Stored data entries
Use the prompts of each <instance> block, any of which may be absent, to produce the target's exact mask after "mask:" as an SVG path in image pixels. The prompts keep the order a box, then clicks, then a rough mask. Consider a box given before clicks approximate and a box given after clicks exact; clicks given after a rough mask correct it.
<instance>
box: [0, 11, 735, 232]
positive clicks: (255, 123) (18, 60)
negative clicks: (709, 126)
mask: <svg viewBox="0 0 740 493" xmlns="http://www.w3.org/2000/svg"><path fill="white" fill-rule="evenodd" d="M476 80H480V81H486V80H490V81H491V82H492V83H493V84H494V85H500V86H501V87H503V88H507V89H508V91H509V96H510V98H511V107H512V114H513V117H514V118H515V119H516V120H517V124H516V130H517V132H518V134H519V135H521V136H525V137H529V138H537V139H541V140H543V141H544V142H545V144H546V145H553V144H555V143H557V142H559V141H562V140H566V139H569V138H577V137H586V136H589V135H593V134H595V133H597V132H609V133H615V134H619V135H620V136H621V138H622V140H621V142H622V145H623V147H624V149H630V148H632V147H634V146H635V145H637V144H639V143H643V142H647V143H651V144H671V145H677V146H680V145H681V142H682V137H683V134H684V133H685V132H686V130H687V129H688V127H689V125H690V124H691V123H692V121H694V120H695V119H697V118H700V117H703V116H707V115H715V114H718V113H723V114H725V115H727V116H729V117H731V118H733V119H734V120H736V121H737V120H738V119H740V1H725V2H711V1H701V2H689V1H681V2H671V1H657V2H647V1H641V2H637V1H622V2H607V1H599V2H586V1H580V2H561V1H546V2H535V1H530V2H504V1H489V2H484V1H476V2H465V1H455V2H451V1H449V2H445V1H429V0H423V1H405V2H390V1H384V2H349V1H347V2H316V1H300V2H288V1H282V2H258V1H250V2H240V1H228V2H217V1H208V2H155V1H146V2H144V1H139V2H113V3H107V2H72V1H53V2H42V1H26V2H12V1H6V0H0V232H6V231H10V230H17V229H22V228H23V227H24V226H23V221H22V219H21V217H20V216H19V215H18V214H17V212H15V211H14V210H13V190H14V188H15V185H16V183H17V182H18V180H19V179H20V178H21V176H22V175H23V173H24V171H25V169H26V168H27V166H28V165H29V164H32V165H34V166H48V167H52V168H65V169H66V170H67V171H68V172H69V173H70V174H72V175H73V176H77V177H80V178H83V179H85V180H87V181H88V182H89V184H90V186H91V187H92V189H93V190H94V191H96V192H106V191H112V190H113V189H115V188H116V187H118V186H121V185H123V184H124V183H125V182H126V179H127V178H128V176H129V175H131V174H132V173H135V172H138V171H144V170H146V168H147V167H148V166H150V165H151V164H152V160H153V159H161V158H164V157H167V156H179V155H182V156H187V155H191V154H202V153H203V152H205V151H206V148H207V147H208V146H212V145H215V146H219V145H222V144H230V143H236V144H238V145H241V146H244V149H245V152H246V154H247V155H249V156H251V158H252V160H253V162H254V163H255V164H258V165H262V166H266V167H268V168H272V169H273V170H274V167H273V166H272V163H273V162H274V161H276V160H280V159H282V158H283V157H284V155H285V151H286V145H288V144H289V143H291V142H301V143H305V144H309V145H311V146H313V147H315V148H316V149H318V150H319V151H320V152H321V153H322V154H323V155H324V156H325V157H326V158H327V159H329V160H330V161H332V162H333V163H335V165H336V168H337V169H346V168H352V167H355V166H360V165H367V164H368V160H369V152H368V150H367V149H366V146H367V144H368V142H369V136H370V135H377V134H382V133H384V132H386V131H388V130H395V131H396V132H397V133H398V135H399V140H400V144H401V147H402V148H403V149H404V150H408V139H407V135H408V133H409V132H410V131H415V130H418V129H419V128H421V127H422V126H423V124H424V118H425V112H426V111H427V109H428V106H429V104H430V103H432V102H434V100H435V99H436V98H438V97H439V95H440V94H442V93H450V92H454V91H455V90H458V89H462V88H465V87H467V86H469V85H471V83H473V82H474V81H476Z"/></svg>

» PROBLEM DETAILS
Lay out every line of the records above as a Markdown table with two columns, Row and Line. Number the rows in order and leave out any blank lines.

» SOLUTION FOR THIS PROBLEM
| Row | Line |
|---|---|
| 1 | Use the prompts of each <instance> block, any of which may be absent, to produce the target's exact mask after "mask:" as an SVG path in image pixels. The prompts keep the order a box, then clicks, then a rough mask. Consider a box given before clicks approximate and a box given after clicks exact; clicks given after a rough mask correct it. |
| 2 | <instance> |
| 3 | box: [0, 11, 735, 232] |
| 4 | positive clicks: (255, 123) (18, 60) |
| 5 | negative clicks: (709, 126) |
| 6 | mask: <svg viewBox="0 0 740 493" xmlns="http://www.w3.org/2000/svg"><path fill="white" fill-rule="evenodd" d="M476 80H480V81H486V80H490V81H491V82H492V83H493V84H494V85H500V86H501V87H503V88H507V89H508V91H509V96H510V98H511V107H512V114H513V117H514V118H515V119H516V120H517V124H516V130H517V132H518V134H519V135H521V136H525V137H529V138H537V139H541V140H543V141H544V142H545V144H546V145H553V144H555V143H557V142H559V141H562V140H566V139H569V138H577V137H586V136H589V135H593V134H595V133H597V132H609V133H615V134H619V135H620V136H621V138H622V140H621V142H622V145H623V147H624V149H630V148H632V147H634V146H635V145H637V144H639V143H643V142H647V143H651V144H671V145H677V146H680V145H681V142H682V137H683V134H684V133H685V132H686V130H687V129H688V127H689V125H690V124H691V123H692V121H694V120H695V119H697V118H700V117H703V116H707V115H715V114H718V113H723V114H725V115H727V116H729V117H731V118H733V119H734V120H736V121H737V120H738V119H740V1H725V2H711V1H701V2H689V1H681V2H671V1H657V2H647V1H641V2H637V1H622V2H607V1H599V2H586V1H580V2H561V1H546V2H535V1H530V2H504V1H489V2H484V1H476V2H465V1H455V2H451V1H449V2H445V1H429V0H423V1H405V2H390V1H384V2H349V1H347V2H316V1H300V2H288V1H282V2H258V1H250V2H240V1H228V2H217V1H208V2H155V1H146V2H144V1H139V2H113V3H107V2H72V1H53V2H42V1H26V2H12V1H6V0H0V232H6V231H10V230H17V229H22V228H23V227H24V226H23V221H22V219H21V217H20V216H19V215H18V214H17V212H15V211H14V210H13V190H14V188H15V185H16V183H17V182H18V180H19V179H20V178H21V176H22V175H23V173H24V171H25V169H26V168H27V166H28V165H29V164H32V165H34V166H48V167H52V168H65V169H66V170H67V171H68V172H69V173H70V174H72V175H73V176H77V177H80V178H83V179H85V180H87V181H88V182H89V184H90V186H91V187H92V189H93V190H94V191H96V192H106V191H112V190H113V189H115V188H116V187H118V186H121V185H123V184H124V183H125V182H126V179H127V178H128V176H129V175H131V174H132V173H135V172H138V171H144V170H146V168H147V167H148V166H150V165H151V164H152V160H153V159H161V158H164V157H167V156H179V155H182V156H187V155H191V154H202V153H203V152H205V151H206V148H207V147H208V146H212V145H215V146H219V145H222V144H230V143H236V144H238V145H241V146H244V149H245V152H246V154H247V155H249V156H251V158H252V160H253V162H254V163H255V164H258V165H262V166H266V167H268V168H272V169H273V170H274V167H273V166H272V163H273V162H274V161H276V160H280V159H282V158H283V157H284V155H285V151H286V145H288V144H289V143H291V142H301V143H305V144H309V145H311V146H313V147H315V148H316V149H318V150H319V151H320V152H321V153H322V154H323V155H324V156H325V157H326V158H327V159H329V160H330V161H332V162H333V163H335V165H336V168H337V169H346V168H352V167H355V166H360V165H367V164H368V160H369V152H368V150H367V149H366V146H367V144H368V142H369V136H370V135H377V134H382V133H384V132H386V131H388V130H395V131H396V132H397V133H398V135H399V140H400V144H401V147H402V148H403V149H404V150H408V139H407V135H408V133H409V132H410V131H415V130H418V129H419V128H421V127H422V126H423V124H424V118H425V112H426V111H427V109H428V106H429V104H430V103H432V102H434V100H435V99H436V98H438V97H439V95H440V94H442V93H450V92H454V91H455V90H458V89H462V88H465V87H467V86H469V85H471V83H473V82H474V81H476Z"/></svg> |